SUPPLIED RECORDS
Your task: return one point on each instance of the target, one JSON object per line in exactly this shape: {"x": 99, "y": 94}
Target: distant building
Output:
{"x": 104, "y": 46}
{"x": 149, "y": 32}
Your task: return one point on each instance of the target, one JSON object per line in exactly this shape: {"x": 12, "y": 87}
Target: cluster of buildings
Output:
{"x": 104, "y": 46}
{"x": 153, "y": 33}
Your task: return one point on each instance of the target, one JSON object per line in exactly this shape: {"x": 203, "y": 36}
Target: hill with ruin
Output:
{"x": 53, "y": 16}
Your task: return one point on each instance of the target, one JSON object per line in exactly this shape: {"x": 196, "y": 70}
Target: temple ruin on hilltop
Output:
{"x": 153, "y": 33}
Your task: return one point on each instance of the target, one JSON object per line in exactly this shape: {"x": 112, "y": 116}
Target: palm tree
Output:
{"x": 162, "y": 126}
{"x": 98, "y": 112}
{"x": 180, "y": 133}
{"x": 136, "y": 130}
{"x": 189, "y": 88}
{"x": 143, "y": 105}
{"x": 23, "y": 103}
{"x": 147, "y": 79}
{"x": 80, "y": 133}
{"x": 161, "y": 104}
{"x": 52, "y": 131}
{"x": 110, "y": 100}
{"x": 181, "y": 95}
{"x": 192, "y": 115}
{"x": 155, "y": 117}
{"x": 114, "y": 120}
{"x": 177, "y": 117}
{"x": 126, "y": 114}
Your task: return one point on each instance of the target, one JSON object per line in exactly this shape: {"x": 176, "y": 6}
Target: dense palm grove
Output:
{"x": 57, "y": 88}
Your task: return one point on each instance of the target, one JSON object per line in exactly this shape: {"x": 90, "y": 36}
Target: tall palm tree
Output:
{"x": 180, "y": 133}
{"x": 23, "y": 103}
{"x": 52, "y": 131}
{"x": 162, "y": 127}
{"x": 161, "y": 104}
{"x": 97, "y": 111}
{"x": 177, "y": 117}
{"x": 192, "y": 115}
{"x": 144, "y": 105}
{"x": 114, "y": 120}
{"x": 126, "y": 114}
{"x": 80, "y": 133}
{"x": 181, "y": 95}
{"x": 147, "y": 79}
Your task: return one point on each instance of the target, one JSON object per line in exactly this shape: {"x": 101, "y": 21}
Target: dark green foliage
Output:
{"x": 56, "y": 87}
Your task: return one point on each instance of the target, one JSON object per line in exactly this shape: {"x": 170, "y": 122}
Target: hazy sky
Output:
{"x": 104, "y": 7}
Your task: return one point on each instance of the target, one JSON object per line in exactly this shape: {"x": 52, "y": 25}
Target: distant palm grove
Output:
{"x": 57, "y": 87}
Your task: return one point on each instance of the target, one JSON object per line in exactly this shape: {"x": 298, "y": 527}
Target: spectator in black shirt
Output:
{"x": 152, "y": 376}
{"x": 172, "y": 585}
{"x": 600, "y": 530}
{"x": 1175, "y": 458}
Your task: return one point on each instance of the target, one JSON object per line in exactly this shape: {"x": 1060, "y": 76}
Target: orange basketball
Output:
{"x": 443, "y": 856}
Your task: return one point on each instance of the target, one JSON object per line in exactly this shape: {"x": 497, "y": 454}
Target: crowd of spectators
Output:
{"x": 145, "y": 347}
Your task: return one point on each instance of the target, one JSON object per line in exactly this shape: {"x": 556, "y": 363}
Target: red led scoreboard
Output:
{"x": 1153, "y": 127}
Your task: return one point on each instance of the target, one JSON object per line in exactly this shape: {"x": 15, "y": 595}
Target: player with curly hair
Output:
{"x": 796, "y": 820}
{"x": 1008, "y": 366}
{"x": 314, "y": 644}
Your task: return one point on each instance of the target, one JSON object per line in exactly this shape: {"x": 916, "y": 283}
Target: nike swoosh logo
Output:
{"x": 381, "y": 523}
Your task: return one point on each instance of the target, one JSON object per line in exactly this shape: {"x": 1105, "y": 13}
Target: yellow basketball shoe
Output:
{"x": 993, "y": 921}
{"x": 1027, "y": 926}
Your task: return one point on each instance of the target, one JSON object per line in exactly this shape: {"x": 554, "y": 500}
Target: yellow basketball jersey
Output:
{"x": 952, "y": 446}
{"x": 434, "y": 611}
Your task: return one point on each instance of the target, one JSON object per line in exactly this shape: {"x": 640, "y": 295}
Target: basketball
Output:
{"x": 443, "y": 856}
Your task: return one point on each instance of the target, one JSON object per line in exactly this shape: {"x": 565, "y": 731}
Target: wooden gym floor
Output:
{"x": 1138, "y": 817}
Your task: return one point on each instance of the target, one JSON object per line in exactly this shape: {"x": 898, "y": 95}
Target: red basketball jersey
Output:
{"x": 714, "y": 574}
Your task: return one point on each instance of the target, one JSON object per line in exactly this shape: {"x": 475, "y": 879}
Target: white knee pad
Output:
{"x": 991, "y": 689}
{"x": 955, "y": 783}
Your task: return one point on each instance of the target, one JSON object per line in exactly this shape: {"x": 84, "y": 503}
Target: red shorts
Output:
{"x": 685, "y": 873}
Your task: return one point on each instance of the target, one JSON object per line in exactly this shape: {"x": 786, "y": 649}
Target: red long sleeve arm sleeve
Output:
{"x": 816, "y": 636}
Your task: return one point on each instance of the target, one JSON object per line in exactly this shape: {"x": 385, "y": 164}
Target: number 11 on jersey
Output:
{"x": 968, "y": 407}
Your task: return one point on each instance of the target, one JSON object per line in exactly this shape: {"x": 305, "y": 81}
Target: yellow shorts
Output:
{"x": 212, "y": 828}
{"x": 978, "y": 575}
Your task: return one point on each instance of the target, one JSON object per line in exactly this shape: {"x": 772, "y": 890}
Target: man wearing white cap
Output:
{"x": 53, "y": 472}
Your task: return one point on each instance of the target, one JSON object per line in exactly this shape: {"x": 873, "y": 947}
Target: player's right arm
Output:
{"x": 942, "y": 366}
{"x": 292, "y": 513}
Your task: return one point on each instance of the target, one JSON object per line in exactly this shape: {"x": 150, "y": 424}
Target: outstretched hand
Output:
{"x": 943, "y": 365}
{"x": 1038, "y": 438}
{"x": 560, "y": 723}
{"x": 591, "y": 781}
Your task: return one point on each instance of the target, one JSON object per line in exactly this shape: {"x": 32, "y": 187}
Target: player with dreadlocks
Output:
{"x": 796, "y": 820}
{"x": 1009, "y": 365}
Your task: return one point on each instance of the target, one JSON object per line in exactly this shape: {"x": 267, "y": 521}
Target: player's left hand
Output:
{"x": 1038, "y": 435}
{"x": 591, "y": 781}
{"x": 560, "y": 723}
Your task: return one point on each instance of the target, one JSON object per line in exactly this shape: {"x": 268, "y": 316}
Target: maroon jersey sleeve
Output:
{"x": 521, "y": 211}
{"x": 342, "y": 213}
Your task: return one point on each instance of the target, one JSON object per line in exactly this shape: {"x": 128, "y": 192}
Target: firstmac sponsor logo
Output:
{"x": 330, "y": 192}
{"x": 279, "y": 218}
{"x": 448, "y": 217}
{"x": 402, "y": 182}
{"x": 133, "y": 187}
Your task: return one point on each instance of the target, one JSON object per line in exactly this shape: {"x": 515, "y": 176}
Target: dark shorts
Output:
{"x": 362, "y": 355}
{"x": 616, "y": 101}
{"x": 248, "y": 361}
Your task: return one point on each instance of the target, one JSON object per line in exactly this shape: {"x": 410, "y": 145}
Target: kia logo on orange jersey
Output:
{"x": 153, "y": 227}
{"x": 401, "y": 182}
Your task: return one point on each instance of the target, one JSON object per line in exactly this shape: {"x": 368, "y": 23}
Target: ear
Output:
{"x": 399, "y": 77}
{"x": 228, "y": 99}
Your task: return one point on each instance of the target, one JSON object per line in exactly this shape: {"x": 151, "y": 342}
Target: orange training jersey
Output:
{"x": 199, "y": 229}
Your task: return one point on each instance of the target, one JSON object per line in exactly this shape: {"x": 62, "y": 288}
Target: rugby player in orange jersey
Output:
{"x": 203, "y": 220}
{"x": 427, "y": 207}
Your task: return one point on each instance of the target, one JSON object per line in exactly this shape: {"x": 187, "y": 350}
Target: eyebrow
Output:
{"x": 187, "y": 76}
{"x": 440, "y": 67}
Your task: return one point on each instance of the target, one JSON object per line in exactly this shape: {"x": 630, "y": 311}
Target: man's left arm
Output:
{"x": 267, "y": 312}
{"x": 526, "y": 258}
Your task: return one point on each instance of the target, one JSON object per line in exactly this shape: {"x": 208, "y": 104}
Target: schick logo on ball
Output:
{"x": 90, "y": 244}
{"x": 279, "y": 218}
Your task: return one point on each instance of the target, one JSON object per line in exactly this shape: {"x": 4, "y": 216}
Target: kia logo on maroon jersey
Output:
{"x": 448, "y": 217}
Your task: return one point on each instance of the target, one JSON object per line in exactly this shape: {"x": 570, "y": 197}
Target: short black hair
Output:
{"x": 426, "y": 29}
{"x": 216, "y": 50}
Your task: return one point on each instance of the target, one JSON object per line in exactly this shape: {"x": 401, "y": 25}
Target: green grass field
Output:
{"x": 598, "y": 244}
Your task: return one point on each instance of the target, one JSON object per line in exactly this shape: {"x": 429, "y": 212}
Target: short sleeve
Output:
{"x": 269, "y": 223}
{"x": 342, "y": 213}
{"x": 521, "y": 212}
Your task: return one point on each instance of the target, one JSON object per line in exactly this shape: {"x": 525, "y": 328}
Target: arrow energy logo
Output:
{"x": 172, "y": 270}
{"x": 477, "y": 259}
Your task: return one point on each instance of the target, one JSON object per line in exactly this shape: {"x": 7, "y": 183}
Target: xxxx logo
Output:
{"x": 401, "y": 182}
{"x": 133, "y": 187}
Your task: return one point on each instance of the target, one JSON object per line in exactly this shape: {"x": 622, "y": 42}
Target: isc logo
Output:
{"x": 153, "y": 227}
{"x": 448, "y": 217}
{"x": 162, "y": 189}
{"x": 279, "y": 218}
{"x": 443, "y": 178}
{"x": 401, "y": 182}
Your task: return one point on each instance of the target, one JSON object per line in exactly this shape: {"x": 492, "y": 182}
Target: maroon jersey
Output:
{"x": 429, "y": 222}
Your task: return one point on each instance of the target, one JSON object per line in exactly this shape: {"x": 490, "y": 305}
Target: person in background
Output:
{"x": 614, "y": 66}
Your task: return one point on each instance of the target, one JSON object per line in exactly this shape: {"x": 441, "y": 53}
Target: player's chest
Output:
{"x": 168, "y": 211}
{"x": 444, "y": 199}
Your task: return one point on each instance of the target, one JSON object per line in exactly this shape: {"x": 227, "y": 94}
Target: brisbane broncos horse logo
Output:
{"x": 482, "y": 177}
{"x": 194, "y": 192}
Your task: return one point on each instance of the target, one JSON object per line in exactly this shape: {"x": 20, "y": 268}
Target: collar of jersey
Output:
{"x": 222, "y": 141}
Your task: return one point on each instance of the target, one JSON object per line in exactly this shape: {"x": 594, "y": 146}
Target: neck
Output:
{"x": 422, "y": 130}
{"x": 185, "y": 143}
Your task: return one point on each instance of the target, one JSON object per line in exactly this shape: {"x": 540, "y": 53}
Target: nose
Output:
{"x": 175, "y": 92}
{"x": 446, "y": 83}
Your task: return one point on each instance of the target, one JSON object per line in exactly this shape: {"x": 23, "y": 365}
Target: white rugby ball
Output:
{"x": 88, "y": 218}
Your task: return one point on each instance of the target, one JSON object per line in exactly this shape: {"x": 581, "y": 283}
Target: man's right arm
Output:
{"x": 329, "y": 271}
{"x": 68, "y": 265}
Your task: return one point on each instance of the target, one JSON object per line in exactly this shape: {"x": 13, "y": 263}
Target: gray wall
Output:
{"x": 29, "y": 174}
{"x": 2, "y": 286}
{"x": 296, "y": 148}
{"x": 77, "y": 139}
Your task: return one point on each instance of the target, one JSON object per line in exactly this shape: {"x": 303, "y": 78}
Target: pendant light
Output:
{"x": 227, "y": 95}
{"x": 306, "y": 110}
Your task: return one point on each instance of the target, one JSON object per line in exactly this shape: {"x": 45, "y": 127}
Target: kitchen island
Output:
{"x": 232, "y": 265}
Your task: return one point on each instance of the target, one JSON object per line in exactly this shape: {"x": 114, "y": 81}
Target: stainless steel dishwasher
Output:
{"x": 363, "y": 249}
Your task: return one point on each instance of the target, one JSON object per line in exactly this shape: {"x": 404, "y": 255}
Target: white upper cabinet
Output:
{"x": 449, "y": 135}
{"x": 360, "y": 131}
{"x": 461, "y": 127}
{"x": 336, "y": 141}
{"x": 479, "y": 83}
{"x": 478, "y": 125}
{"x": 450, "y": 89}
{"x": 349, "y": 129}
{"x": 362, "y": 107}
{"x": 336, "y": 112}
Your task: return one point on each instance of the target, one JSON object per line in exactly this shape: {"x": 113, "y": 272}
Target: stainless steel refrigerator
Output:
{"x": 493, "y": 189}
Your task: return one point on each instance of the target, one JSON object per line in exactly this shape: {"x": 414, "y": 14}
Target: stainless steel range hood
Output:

REQUEST
Count the lines in the rows above that contain the word "green" and give only the number.

REPLY TO THE EXERCISE
2